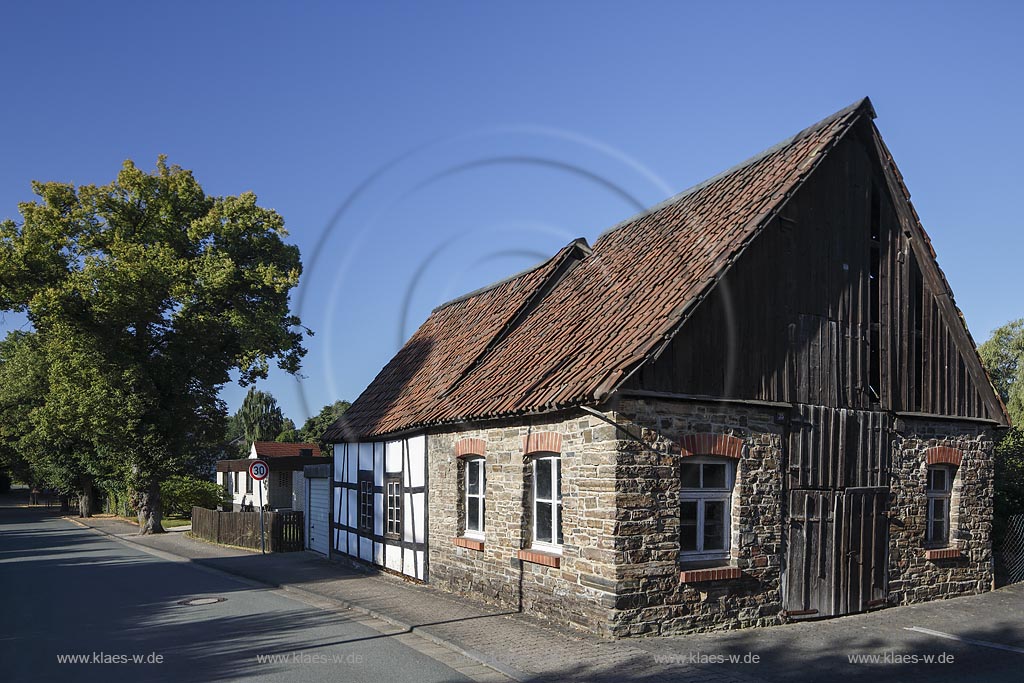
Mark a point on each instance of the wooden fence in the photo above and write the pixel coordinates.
(284, 529)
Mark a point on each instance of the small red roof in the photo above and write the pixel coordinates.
(274, 450)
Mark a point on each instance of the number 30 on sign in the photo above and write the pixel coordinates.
(258, 470)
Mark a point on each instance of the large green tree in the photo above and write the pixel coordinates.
(312, 430)
(146, 294)
(1004, 358)
(261, 417)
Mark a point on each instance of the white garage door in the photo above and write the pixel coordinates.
(317, 515)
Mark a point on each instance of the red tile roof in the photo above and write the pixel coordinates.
(570, 331)
(274, 450)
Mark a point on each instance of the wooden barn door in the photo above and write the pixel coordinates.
(837, 526)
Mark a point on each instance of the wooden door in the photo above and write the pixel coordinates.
(837, 551)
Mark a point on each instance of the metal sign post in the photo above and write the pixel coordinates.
(259, 470)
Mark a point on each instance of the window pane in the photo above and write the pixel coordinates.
(691, 475)
(689, 512)
(688, 525)
(542, 470)
(558, 477)
(714, 475)
(544, 521)
(559, 526)
(714, 525)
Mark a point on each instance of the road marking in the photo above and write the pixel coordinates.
(970, 641)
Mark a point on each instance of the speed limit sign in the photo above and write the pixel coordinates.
(258, 470)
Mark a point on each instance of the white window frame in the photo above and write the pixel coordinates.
(365, 502)
(480, 497)
(942, 497)
(701, 496)
(553, 461)
(392, 506)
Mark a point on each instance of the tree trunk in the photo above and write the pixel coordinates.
(151, 510)
(86, 499)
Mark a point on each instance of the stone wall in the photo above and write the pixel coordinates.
(912, 577)
(620, 572)
(581, 590)
(652, 599)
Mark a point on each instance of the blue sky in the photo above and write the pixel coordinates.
(420, 151)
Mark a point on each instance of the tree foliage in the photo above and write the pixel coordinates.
(1004, 358)
(261, 417)
(1009, 481)
(144, 294)
(312, 430)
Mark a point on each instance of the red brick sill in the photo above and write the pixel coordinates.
(546, 559)
(472, 544)
(711, 573)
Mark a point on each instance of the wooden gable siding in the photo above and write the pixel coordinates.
(800, 317)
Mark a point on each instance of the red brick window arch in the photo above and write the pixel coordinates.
(472, 473)
(942, 463)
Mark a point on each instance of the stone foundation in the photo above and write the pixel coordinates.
(621, 572)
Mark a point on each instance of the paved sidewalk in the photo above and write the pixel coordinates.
(990, 629)
(519, 646)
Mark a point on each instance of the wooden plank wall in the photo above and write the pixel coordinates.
(834, 449)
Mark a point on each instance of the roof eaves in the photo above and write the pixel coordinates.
(615, 377)
(579, 243)
(864, 103)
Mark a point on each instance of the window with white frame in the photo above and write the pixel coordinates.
(548, 503)
(937, 489)
(392, 506)
(475, 486)
(705, 503)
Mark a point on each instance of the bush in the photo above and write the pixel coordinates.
(1009, 482)
(181, 494)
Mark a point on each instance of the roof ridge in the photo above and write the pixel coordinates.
(579, 242)
(562, 266)
(813, 128)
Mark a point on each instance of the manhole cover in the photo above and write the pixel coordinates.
(200, 601)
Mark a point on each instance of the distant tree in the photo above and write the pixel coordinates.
(312, 430)
(1004, 358)
(261, 418)
(147, 294)
(289, 434)
(1003, 355)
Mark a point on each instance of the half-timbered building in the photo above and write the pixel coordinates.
(755, 401)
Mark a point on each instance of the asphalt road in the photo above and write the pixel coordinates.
(71, 593)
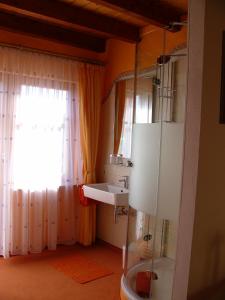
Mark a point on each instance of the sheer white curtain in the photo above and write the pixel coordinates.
(39, 151)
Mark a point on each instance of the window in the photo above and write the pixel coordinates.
(39, 150)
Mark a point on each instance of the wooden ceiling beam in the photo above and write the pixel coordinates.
(156, 12)
(77, 15)
(26, 25)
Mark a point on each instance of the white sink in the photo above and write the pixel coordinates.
(107, 193)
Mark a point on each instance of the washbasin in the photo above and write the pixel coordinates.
(107, 193)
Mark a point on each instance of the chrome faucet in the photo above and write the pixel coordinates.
(125, 180)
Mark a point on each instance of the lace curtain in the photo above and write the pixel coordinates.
(39, 151)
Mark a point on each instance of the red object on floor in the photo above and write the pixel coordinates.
(80, 268)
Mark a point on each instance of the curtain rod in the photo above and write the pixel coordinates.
(46, 52)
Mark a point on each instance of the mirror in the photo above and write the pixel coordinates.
(156, 176)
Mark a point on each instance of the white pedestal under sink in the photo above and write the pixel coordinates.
(107, 193)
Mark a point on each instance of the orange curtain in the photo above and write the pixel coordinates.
(119, 112)
(90, 96)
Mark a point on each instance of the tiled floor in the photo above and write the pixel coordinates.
(33, 278)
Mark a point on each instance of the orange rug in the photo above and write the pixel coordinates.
(79, 268)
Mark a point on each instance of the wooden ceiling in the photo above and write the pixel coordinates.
(89, 23)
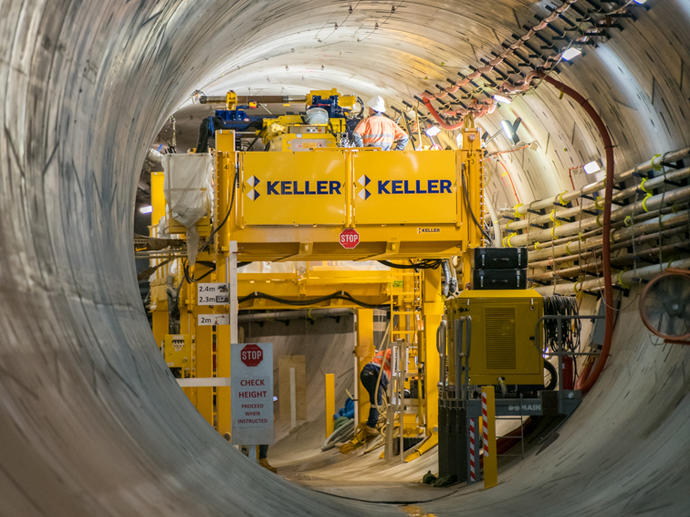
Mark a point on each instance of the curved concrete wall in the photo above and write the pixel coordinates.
(90, 420)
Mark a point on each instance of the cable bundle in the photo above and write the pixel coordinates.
(569, 328)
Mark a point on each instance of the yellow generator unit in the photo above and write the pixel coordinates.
(177, 351)
(499, 326)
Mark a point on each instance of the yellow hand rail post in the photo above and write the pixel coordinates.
(330, 402)
(489, 436)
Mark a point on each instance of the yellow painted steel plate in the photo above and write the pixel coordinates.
(405, 187)
(300, 188)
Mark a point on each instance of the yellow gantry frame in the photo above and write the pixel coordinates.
(390, 226)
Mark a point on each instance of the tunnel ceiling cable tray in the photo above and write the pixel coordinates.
(665, 305)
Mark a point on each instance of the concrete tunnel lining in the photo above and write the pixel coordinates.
(91, 419)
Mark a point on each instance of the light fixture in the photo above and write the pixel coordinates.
(501, 98)
(570, 53)
(507, 129)
(592, 167)
(432, 131)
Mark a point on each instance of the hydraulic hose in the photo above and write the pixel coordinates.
(585, 383)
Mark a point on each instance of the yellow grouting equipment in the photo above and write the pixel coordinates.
(294, 206)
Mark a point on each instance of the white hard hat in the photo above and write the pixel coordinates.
(316, 116)
(377, 104)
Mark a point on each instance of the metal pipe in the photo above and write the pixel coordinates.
(654, 202)
(646, 166)
(653, 183)
(594, 244)
(296, 314)
(642, 273)
(459, 323)
(596, 265)
(494, 222)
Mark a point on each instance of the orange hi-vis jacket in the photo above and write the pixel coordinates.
(380, 131)
(378, 359)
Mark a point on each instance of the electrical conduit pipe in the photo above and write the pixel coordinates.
(585, 383)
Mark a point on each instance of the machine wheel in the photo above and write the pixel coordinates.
(550, 376)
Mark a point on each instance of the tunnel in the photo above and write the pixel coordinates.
(91, 420)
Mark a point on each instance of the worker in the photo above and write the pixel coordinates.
(377, 130)
(370, 376)
(263, 458)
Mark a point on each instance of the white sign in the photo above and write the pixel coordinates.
(213, 319)
(212, 294)
(252, 393)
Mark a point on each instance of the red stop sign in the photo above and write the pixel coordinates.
(251, 355)
(349, 238)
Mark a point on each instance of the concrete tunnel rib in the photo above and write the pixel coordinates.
(90, 419)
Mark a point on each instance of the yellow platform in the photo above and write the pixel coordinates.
(294, 205)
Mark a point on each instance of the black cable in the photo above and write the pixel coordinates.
(188, 277)
(339, 295)
(469, 208)
(227, 214)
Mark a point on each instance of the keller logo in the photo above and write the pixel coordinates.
(363, 182)
(292, 187)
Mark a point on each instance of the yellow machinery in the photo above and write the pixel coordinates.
(294, 206)
(500, 325)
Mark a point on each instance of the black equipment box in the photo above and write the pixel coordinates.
(500, 279)
(500, 258)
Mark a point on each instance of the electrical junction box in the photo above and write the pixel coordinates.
(500, 258)
(177, 350)
(502, 344)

┄┄┄┄┄┄┄┄┄┄

> _What is asked_: The pictures in the entries should be left out; output everything else exactly.

> _Right answer_:
Mark a point on each instance of the wooden fence in the photo above and write the pixel coordinates.
(284, 529)
Mark a point on each instance of the small red roof in the photo above and write the pixel coordinates.
(274, 450)
Mark a point on each instance of the number 30 on sign in the photo above and write the pixel coordinates.
(258, 470)
Mark a point on each instance of the large green tree in the photo above and write the pixel coordinates.
(312, 430)
(146, 294)
(1004, 358)
(261, 417)
Mark a point on each instance of the white garage door in the photo above and write the pixel coordinates.
(317, 515)
Mark a point on each instance of the red tile roof in the photo above and write the pixel coordinates.
(570, 331)
(274, 450)
Mark a point on each instance of the wooden barn door in the photo above and write the pixel coordinates.
(837, 526)
Mark a point on each instance of the wooden door in the photo above and write the pixel coordinates.
(837, 551)
Mark a point on each instance of the metal sign post in the photo above and write the pixel coordinates.
(259, 470)
Mark a point on each instance of the window pane in the photo above and write the pixel coordinates.
(691, 475)
(689, 512)
(688, 525)
(542, 470)
(558, 477)
(714, 475)
(544, 521)
(559, 526)
(714, 525)
Mark a point on each instance of the road marking in the photo above and write the pixel coordinates.
(970, 641)
Mark a point on each instance of the speed limit sign in the photo above and write the pixel coordinates.
(258, 470)
Mark a point on each instance of the white window frame in the photo above and write the pixel coordinates.
(365, 502)
(480, 497)
(942, 497)
(701, 496)
(553, 461)
(392, 506)
Mark a point on each instance of the tree trunk in the photo above and write the pixel coordinates.
(151, 510)
(86, 499)
Mark a point on each instance of the stone wall in the photo above and write the pixel coordinates.
(912, 577)
(620, 572)
(581, 590)
(652, 599)
Mark a point on each instance of the blue sky in the photo above and write the pixel coordinates.
(420, 151)
Mark a point on each instance of the tree foliage in the photo above and write the pixel coordinates.
(1004, 358)
(261, 417)
(1009, 481)
(144, 294)
(312, 430)
Mark a point on each instance of the red brick sill in the photo above and write the pixel coordinates.
(546, 559)
(472, 544)
(711, 573)
Mark a point on each instance of the wooden gable siding in the photo above and write the pixel coordinates.
(800, 317)
Mark a point on each instance of the red brick window arch in the photo above and write the pixel coordinates.
(472, 473)
(942, 463)
Mark a point on each instance of the stone foundation in the photo above and write the pixel coordinates.
(621, 572)
Mark a point on each instance of the paved sidewalk in the photo above and write the pixel coordinates.
(990, 629)
(519, 646)
Mark a point on each instance of the wooden plank wall in the photo above and write the pixel coordinates.
(834, 449)
Mark a point on each instance of the roof eaves in the photo above and write the pixel coordinates.
(615, 377)
(579, 243)
(864, 103)
Mark a point on each instance of the window with white frame in the photo above and write the pixel coordinates.
(548, 503)
(937, 489)
(392, 506)
(475, 486)
(705, 503)
Mark a point on each instance of the bush in the photo above and write the pixel coordinates.
(1009, 482)
(181, 494)
Mark a point on each instance of the roof ridge in the photo above and write the pixel coordinates.
(579, 242)
(562, 266)
(813, 128)
Mark a point on each instance of the manhole cover in the photo above and write the pixel coordinates.
(200, 601)
Mark a point on each instance of the distant tree in the photo above and write the pixel coordinates.
(312, 430)
(1004, 358)
(261, 418)
(147, 294)
(289, 434)
(1003, 355)
Mark a point on each instance of the half-timbered building in the photo above and write the pixel coordinates.
(755, 401)
Mark a point on each instance of the asphalt road in the photo above and write the pixel coordinates.
(71, 593)
Mark a point on each instance of the sheer white curtain in the photo above and write the pixel coordinates.
(39, 151)
Mark a point on each instance of the window in the photo above and write the pixel coordinates.
(39, 150)
Mark a point on each instance of the wooden ceiling beam in the photo above and write the pixel coordinates.
(156, 12)
(77, 15)
(26, 25)
Mark a point on each instance of the white sink in the photo above and write the pixel coordinates.
(107, 193)
Mark a point on each instance of the washbasin in the photo above and write the pixel coordinates.
(107, 193)
Mark a point on each instance of the chrome faucet in the photo above and write the pixel coordinates.
(125, 180)
Mark a point on each instance of the lace curtain in the photo above and write the pixel coordinates.
(39, 151)
Mark a point on each instance of the red object on floor in the photo above and write the pixel coordinates.
(80, 268)
Mark a point on each instance of the curtain rod in the photo above and write the pixel coordinates.
(46, 52)
Mark a point on each instance of the mirror in the photo above and write the pixel coordinates.
(156, 176)
Mark a point on each instance of the white pedestal under sink in the photo above and write the pixel coordinates.
(107, 193)
Mark a point on each instance of the orange curtain in the photo above and write the pixel coordinates.
(119, 112)
(90, 96)
Mark a point on each instance of the tiled floor in the photo above and write the pixel coordinates.
(33, 278)
Mark a point on each instance of the orange rug in the photo above and write the pixel coordinates.
(79, 268)
Mark a point on each instance of the wooden ceiling in the photo above and write the pixel coordinates.
(89, 23)
Mark a point on each instance of the curved concrete wall in the photo above and write the pixel coordinates.
(90, 420)
Mark a point on each instance of the cable bundle in the photo above and write the pixel coordinates.
(569, 328)
Mark a point on each instance of the yellow generator unit in the photo above and write the pixel coordinates.
(177, 351)
(499, 326)
Mark a point on each instance of the yellow hand rail post in the photo above and write the pixel coordinates.
(330, 402)
(489, 436)
Mark a point on each instance of the yellow painted steel plate in the photo above and write the pixel coordinates.
(405, 187)
(300, 188)
Mark a point on each instance of the yellow gantry frame in the photo above and write the pixel coordinates.
(390, 226)
Mark a point on each instance of the tunnel ceiling cable tray in the photo above and write the pixel coordinates.
(665, 305)
Mark a point on each instance of the concrete tunnel lining in the photo above and write the pixel coordinates.
(91, 419)
Mark a point on each instance of the light fixture in the photo above and write the pixel coordinates.
(501, 98)
(570, 53)
(507, 129)
(592, 167)
(432, 131)
Mark a point on each instance of the hydraulic hose in the photo above and write the pixel coordinates.
(585, 383)
Mark a point on each instance of the yellow grouting equipment in the photo above and write the pixel coordinates.
(294, 206)
Mark a point on each instance of the white hard hat in the photo above and write the pixel coordinates.
(316, 116)
(377, 104)
Mark a point on each instance of the metal pipe in the photo above and write the pixel coordinates.
(654, 202)
(646, 166)
(653, 183)
(594, 244)
(296, 314)
(642, 273)
(459, 323)
(596, 265)
(494, 222)
Mark a point on each instance of the orange hi-vis jacket in the photo above and write the pixel coordinates.
(380, 131)
(378, 359)
Mark a point on each instance of the electrical conduit pipe in the photo above and write the pixel coordinates.
(585, 383)
Mark a point on each instance of the machine wheel in the photo above and write the pixel coordinates.
(550, 376)
Mark a point on each instance of the tunnel in the photo above and write the pixel coordinates.
(91, 420)
Mark a point on each instance of the worker in the photo above and write the pixel coordinates.
(377, 130)
(370, 376)
(263, 458)
Mark a point on each instance of the white sign in the photo above and write the pixel coordinates.
(213, 319)
(212, 294)
(252, 393)
Mark a point on each instance of the red stop sign in the photo above and write the pixel coordinates.
(251, 355)
(349, 238)
Mark a point on each instance of the concrete tunnel rib in the photo above and write the pixel coordinates.
(90, 419)
Mark a point on each instance of the yellow platform in the photo above and write the pixel coordinates.
(294, 205)
Mark a point on each instance of the black cable in the photo above and write the pixel coordinates.
(188, 277)
(339, 295)
(469, 208)
(227, 214)
Mark a point on each instance of the keller logo in the photo above and write the pixel coordinates.
(363, 182)
(292, 187)
Mark a point on each instance of the yellow machinery in the photo above and write the pixel coordinates.
(294, 206)
(500, 325)
Mark a point on each instance of the black equipment box in the photo above and write the pixel coordinates.
(500, 279)
(500, 258)
Mark a point on each instance of the electrical junction box in the photo above and write the pixel coordinates.
(500, 258)
(177, 350)
(502, 344)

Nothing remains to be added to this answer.